==== TEXT EXTRACT
Queries

Queries

SELECT statements and VALUES statements are specified with the sqlQuery() method of the TableEnvironment. The method returns the result of the SELECT statement (or the VALUES statements) as a Table. A Table can be used in subsequent SQL and Table API queries, be converted into a DataStream, or written to a TableSink. SQL and Table API queries can be seamlessly mixed and are holistically optimized and translated into a single program.

In order to access a table in a SQL query, it must be registered in the TableEnvironment. A table can be registered from a TableSource, Table, CREATE TABLE statement, DataStream. Alternatively, users can also register catalogs in a TableEnvironment to specify the location of the data sources.

For convenience, Table.toString() automatically registers the table under a unique name in its TableEnvironment and returns the name. So, Table objects can be directly inlined into SQL queries as shown in the examples below.

Note: Queries that include unsupported SQL features cause a TableException. The supported features of SQL on batch and streaming tables are listed in the following sections.

Specifying a Query

The following examples show how to specify a SQL queries on registered and inlined tables.

Java

StreamExecutionEnvironment env = StreamExecutionEnvironment.getExecutionEnvironment();
StreamTableEnvironment tableEnv = StreamTableEnvironment.create(env);
// ingest a DataStream from an external source
DataStream<Tuple3<Long, String, Integer>> ds = env.addSource(...);
// SQL query with an inlined (unregistered) table
Table table = tableEnv.fromDataStream(ds, $("user"), $("product"), $("amount"));
Table result = tableEnv.sqlQuery(
  "SELECT SUM(amount) FROM " + table + " WHERE product LIKE '%Rubber%'");
// SQL query with a registered table
// register the DataStream as view "Orders"
tableEnv.createTemporaryView("Orders", ds, $("user"), $("product"), $("amount"));
// run a SQL query on the Table and retrieve the result as a new Table
Table result2 = tableEnv.sqlQuery(
  "SELECT product, amount FROM Orders WHERE product LIKE '%Rubber%'");
// create and register a TableSink
final Schema schema = new Schema()
    .field("product", DataTypes.STRING())
    .field("amount", DataTypes.INT());
tableEnv.connect(new FileSystem().path("/path/to/file"))
    .withFormat(...)
    .withSchema(schema)
    .createTemporaryTable("RubberOrders");
// run an INSERT SQL on the Table and emit the result to the TableSink
tableEnv.executeSql(
  "INSERT INTO RubberOrders SELECT product, amount FROM Orders WHERE product LIKE '%Rubber%'");

Scala

val env = StreamExecutionEnvironment.getExecutionEnvironment
val tableEnv = StreamTableEnvironment.create(env)
========
==== DATA
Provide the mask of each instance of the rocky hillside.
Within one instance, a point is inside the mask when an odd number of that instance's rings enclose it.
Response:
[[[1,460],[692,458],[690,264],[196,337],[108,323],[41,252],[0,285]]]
========
GOALS
**A.** Answer these about the text on SQL queries, one answer per line, marked the same way:
(i) Which TableEnvironment method is used to specify SELECT and VALUES statements?
(ii) What do queries that include unsupported SQL features cause?
(iii) In the Java code, under what name is the DataStream registered as a view?
**B.** Carry on the text on SQL queries, starting after its last line.

FINAL ANSWERS
**A.**
(i) The sqlQuery() method.
(ii) A TableException.
(iii) "Orders".

**B.**
// read a DataStream from an external source
val ds: DataStream[(Long, String, Integer)] = env.addSource(...)
// SQL query with an inlined (unregistered) table
val table = ds.toTable(tableEnv, $"user", $"product", $"amount")
val result = tableEnv.sqlQuery(
  s"SELECT SUM(amount) FROM $table WHERE product LIKE '%Rubber%'")
// SQL query with a registered table
// register the DataStream under the name "Orders"
tableEnv.createTemporaryView("Orders", ds, $"user", $"product", $"amount")
// run a SQL query on the Table and retrieve the result as a new Table
val result2 = tableEnv.sqlQuery(
  "SELECT product, amount FROM Orders WHERE product LIKE '%Rubber%'")
// create and register a TableSink
val schema = new Schema()
    .field("product", DataTypes.STRING())
    .field("amount", DataTypes.INT())
tableEnv.connect(new FileSystem().path("/path/to/file"))
    .withFormat(...)
    .withSchema(schema)
    .createTemporaryTable("RubberOrders")
// run an INSERT SQL on the Table and emit the result to the TableSink
tableEnv.executeSql(
  "INSERT INTO RubberOrders SELECT product, amount FROM Orders WHERE product LIKE '%Rubber%'")

Python

env = StreamExecutionEnvironment.get_execution_environment()
table_env = StreamTableEnvironment.create(env)
# SQL query with an inlined (unregistered) table
# elements data type: BIGINT, STRING, BIGINT
table = table_env.from_elements(..., ['user', 'product', 'amount'])
result = table_env \
    .sql_query("SELECT SUM(amount) FROM %s WHERE product LIKE '%%Rubber%%'" % table)
# create and register a TableSink
t_env.connect(FileSystem().path("/path/to/file")))
    .with_format(Csv()
                 .field_delimiter(',')
                 .deriveSchema())
    .with_schema(Schema()
                 .field("product", DataTypes.STRING())
                 .field("amount", DataTypes.BIGINT()))
    .create_temporary_table("RubberOrders")
# run an INSERT SQL on the Table and emit the result to the TableSink
table_env \
    .execute_sql("INSERT INTO RubberOrders SELECT product, amount FROM Orders WHERE product LIKE '%Rubber%'")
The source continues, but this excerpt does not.